→ Consigne 1:
Répondez à ces questions sur le texte :
(a) Près de quel lieu le tract a-t-il été trouvé ?
(b) D'après l'ONG Oxfam, quelle part des richesses mondiales se trouve entre les mains de 1 % de la population ?
(c) Quel personnage l'homme de gauche s'imagine-t-il possédant tout l'hémisphère nord ?

***** Texte fourni *****

J'ai déniché hier, près des locaux d'une célèbre faculté de droit parisienne, un tract qui pousse loin le paradoxe. Je le copie ci-dessous in extenso, mais attention, lecteur de gauche ! Des idées et des arguments diffusés ici pourraient heurter ta généreuse sensibilité politique.


« Souvent, toi l'homme de gauche, on t'entend te plaindre de la progression des inégalités. Tu t'étrangles de rage quand tu apprends de l'ONG Oxfam, dont le message est toujours bien relayé dans les médias, que la moitié des richesses mondiales se trouve entre les mains d'un petit 1% de la population. Tu t'imagines Bill Gates possédant tout l'hémisphère nord ! Bâfrant la moitié du grand gâteau communautaire ! Tu sens bien, confusément, que cette image est trompeuse, mais l'indignation est trop forte.

Le scandale de l'inégalité, penses-tu, est d'abord imputable aux riches, qui prennent plus que leur juste part. En termes familiers : ils se gavent. Il ne saurait leur suffire d'avoir plus que les autres. Ils veulent s'élever au-dessus de leurs semblables. Tout posséder. Tu peux alors faire semblant de t'interroger, comme jadis le Poète : 
Quid non mortalia pectora cogis, auri sacra fames ?

***** Les enregistrements *****

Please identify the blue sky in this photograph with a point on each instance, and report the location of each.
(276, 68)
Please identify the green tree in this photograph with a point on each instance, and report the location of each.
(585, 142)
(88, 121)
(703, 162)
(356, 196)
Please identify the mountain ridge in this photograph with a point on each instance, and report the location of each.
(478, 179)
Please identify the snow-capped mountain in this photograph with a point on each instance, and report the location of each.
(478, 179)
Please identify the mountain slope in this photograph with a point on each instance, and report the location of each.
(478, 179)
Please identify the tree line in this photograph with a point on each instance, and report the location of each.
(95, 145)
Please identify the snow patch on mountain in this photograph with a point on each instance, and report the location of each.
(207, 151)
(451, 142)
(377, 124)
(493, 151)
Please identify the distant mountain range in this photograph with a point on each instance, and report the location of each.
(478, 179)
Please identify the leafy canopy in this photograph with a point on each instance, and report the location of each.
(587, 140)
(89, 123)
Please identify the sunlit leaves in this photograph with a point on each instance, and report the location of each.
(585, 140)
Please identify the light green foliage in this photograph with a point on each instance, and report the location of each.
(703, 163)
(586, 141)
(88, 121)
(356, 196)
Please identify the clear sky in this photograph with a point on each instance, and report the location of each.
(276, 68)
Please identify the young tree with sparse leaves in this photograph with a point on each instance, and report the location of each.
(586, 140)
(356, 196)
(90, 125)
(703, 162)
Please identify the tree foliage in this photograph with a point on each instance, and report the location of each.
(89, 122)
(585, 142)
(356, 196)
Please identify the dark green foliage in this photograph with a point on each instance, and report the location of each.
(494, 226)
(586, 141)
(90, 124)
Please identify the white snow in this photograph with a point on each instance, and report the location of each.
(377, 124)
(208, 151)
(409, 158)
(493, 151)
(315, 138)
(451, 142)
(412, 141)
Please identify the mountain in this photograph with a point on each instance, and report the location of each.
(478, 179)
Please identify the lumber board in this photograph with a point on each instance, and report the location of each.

*****

→ Consigne 2: Renvoyez chaque ligne des enregistrements qui contient le mot "leaves". La casse compte.

→ Réponse complète 1:
(a) Près des locaux d'une célèbre faculté de droit parisienne.
(b) La moitié.
(c) Bill Gates.

→ Réponse complète 2:
Please identify the sunlit leaves in this photograph with a point on each instance, and report the location of each.
Please identify the young tree with sparse leaves in this photograph with a point on each instance, and report the location of each.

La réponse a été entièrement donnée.